#### [Extract provided]
○ ○ ○

Okay! I'll do it today. I'll say that I've been this whole week gathering the confidence to ask her out. Last week she said that she revived her account on that site to try her luck again. And I'll propose that we'd go out together and see if that luck would be found. :dance: [B]Edit:[/B] She logged in! Oh LAAAWD!!! Aaah! I'm so anxious :<
[QUOTE=Sunday_Roast;45418015]Okay! I'll do it today. [B]I'll say that I've been this whole week gathering the confidence to ask her out. [/B][/QUOTE] I don't have much experience with this kind of stuff but I'm really not sure if that'll look cute or creepy to tell her you've been building up the whole week.
[QUOTE=FunkyDarkKnight;45418439]I don't have much experience with this kind of stuff but I'm really not sure if that'll look cute or creepy to tell her you've been building up the whole week.[/QUOTE] Well it's done now. I just said that I finally dared to ask. And so I did :dance: Christ my heart-rate is high now. I've gotta go and spray paint some airsoft stuff to calm down.
lol this one girl I am (or thought I was) really good friends with is not answering to my messages, even though she has been online and off multiple times. her loss
Not in a relationship here, and maybe a dumb qeustion, but is it bad that one person always has to start a chat with the other one?
not necessarily, could be many reasons.

○ ○ ○

#### [Task instructions]
- 1) According to the forum thread, what does the poster who asked her out say they will do to calm down afterward?
- 2) Write the next few posts of the forum thread about asking someone out, picking up after its final reply.

○ ○ ○

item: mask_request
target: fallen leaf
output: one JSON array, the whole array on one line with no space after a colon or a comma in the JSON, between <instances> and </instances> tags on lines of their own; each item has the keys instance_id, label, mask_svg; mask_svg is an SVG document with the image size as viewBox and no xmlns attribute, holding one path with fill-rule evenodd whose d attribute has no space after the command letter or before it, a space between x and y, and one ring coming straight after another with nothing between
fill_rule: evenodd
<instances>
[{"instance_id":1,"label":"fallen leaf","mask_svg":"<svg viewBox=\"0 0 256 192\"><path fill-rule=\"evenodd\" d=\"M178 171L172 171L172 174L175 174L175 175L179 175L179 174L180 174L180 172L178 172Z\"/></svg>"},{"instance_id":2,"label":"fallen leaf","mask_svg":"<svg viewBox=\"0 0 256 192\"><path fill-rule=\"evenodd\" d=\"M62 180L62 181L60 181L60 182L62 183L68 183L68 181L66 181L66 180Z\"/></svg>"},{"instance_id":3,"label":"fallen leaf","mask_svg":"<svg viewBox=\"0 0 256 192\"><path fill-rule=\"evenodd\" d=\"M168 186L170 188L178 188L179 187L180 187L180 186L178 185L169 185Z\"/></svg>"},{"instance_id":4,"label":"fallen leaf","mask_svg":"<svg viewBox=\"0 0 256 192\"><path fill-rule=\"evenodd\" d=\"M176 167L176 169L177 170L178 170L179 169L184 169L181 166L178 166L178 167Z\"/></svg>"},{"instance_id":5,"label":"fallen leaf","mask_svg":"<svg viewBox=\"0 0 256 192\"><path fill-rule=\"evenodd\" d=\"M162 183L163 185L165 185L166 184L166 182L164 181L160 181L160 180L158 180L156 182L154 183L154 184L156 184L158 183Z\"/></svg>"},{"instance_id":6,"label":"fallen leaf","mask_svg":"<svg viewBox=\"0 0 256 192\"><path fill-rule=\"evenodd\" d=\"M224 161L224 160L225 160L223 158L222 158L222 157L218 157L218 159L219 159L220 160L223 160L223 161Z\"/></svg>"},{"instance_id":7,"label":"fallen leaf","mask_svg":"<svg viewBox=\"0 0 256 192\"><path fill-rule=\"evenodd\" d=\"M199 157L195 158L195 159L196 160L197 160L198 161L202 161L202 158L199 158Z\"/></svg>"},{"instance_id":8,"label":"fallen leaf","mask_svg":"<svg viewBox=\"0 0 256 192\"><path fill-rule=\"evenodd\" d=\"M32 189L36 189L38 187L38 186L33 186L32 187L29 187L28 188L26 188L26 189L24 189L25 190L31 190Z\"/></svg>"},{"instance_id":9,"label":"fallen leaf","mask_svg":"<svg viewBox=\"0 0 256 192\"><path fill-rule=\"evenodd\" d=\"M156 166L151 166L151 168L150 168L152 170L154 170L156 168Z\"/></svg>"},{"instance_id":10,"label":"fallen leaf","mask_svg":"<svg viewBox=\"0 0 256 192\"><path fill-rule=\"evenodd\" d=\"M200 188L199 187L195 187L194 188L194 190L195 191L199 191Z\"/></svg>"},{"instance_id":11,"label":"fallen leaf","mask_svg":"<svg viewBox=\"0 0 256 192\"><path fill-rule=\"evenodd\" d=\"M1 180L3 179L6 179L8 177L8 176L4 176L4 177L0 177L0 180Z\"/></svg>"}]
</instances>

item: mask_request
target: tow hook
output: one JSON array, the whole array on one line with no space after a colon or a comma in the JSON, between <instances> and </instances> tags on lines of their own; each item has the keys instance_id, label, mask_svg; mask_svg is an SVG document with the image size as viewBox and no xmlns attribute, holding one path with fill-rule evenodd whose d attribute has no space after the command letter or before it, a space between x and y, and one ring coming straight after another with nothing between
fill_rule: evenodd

○ ○ ○

#### [Task-by-task answers]
- 1) They will go and spray paint some airsoft stuff.

- 2)
[QUOTE=Zar;45416114]well the thing is I don't even have any close friends. when I think best friend I don't really have one. I just have friends. theres no one I hang out with often or talk to about stuff. I kind of envy my friends. they're all closer to each other than I am to them. But that's why I'm looking foward to after this month, where I will be making over a hundred new friends hopefully. there is something missing in my life, but it's something I can get. and it will happen soon, also not just talking about gf or something. just people I can confide in.[/QUOTE] I dont have really good friends because I've been here for less than a year. Though there are some people I can to talk to about stuff
[QUOTE=fritzel;45414011]Looks like a tease to me. [b]Girls do that just for the shits and giggles. [/b] But you can make a move and ask. It could be an exceptional case.[/QUOTE] i don't think you really know any girls
I had a pretty shitty night last night. I was out with my friend, and he got too drunk. Literally every time we go out, he doesn't know how to drink in moderation, he always just tries to get as shitfaced as possible and tries to get me to go along with it. Usually, I do a good job of keeping us in a good state (I'm fine with being drunk, but being smashed is stupid. I've gone through the teenage stage of wanting to get wasted all the time). Last night, he kept drinking and wouldn't listen. When I told the bartenders to not give out anymore drinks, he was already too drunk for it to make a difference. Turns out he's really aggressive when he's like that, and I had to spend a good 3 hours stopping him from trying to fight random people and flirt with girls. Was really crap, and he said shit that I can't help but feel like he's not the type of person I'd want to have as a friend. When he's sober, he can come across as self-centered and assholish, and when he was drunk, he was just straight up confirming my worries (but then I thought "He's drunk, surely that's not an accurate indication?"). Since last night, I just feel like I'd rather not waste anymore time with him, since he's more trouble than he's worth. Am I overthinking things or should I just slowly sort of distance our friendship? He's had a tough life and has had a lot of family deaths to deal with, so I'm thinking this might be a factor in why he's so aggressive towards other people and life. I just feel like he's not a compatible friend, since I'm like his polar opposite.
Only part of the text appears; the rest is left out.